**PROVIDED PASSAGE:**
Authentication Options

Currently, the HTTP Sink supports either no authentication, BASIC HTTP authentication and OAuth2 authentication.

No Authentication (Default)

By default, no authentication is set. This can be also done by providing a configuration like this:

connect.http.authentication.type=none

BASIC HTTP Authentication

BASIC auth can be configured by providing a configuration like this:

connect.http.authentication.type=basic
connect.http.authentication.basic.username=user
connect.http.authentication.basic.password=password

OAuth2 Authentication

OAuth auth can be configured by providing a configuration like this:

connect.http.authentication.type=oauth2
connect.http.authentication.oauth2.token.url=http://myoauth2.local/getToken
connect.http.authentication.oauth2.client.id=clientId
connect.http.authentication.oauth2.client.secret=client-secret
connect.http.authentication.oauth2.token.property=access_token
connect.http.authentication.oauth2.client.scope=any
connect.http.authentication.oauth2.client.headers=header:value

Headers List

To customise the headers sent with your HTTP request you can supply a Headers List.

Each header key and value is also a Content Template so can contain substitutions from the message key/value/headers etc. If you are batching multiple kafka messages into a single request, then the first message will be used for the substitution of the headers.

Example:

connect.http.request.headers="Content-Type","text/plain","X-User","{{header.kafkauser}}","Product","{{value.product.id}}"

SSL Configuration

Enabling SSL connections between Kafka Connect and HTTP Endpoint ensures that the communication between these services is secure, protecting sensitive data from being intercepted or tampered with. SSL (or TLS) encrypts data in transit, verifying the identity of both parties and ensuring data integrity. Please check out SSL Configuration Properties section in order to set it up.

Batch Configuration

The connector offers three distinct flush options for data management:

  • Flush by Count - triggers a file flush after a specified number of records have been written to it.

  • Flush by Size - initiates a file flush once a predetermined size (in bytes) has been attained.

  • Flush by Interval - enforces a file flush after a defined time interval (in seconds).

It's worth noting that the interval flush is a continuous process that acts as a fail-safe mechanism, ensuring that files are periodically flushed, even if the other flush options are not configured or haven't reached their thresholds.

Consider a scenario where the flush size is set to 10MB, and only 9.8MB of data has been written to the file, with no new Kafka messages arriving for an extended period of 6 hours. To prevent undue delays, the interval flush guarantees that the file is flushed after the specified time interval has elapsed. This ensures the timely management of data even in situations where other flush conditions are not met.

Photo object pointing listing
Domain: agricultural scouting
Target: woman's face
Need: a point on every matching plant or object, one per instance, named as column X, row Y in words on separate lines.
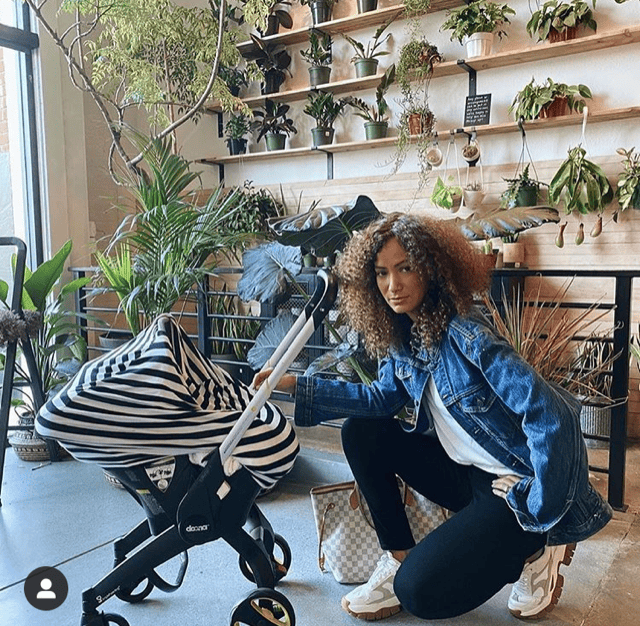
column 400, row 285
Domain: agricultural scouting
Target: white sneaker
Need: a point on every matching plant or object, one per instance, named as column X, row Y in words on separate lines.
column 540, row 585
column 375, row 599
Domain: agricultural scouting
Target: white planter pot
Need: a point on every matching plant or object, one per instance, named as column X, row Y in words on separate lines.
column 479, row 44
column 513, row 254
column 473, row 199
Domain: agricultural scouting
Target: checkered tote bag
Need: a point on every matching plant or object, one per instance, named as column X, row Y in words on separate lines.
column 347, row 541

**GOAL:** Copy the part of the HTTP Sink documentation that runs from "Batch Configuration" up to and including "reached their thresholds.". The listing plays no part in what is asked here.

**FULL RESPONSE:**
Batch Configuration

The connector offers three distinct flush options for data management:

  • Flush by Count - triggers a file flush after a specified number of records have been written to it.

  • Flush by Size - initiates a file flush once a predetermined size (in bytes) has been attained.

  • Flush by Interval - enforces a file flush after a defined time interval (in seconds).

It's worth noting that the interval flush is a continuous process that acts as a fail-safe mechanism, ensuring that files are periodically flushed, even if the other flush options are not configured or haven't reached their thresholds.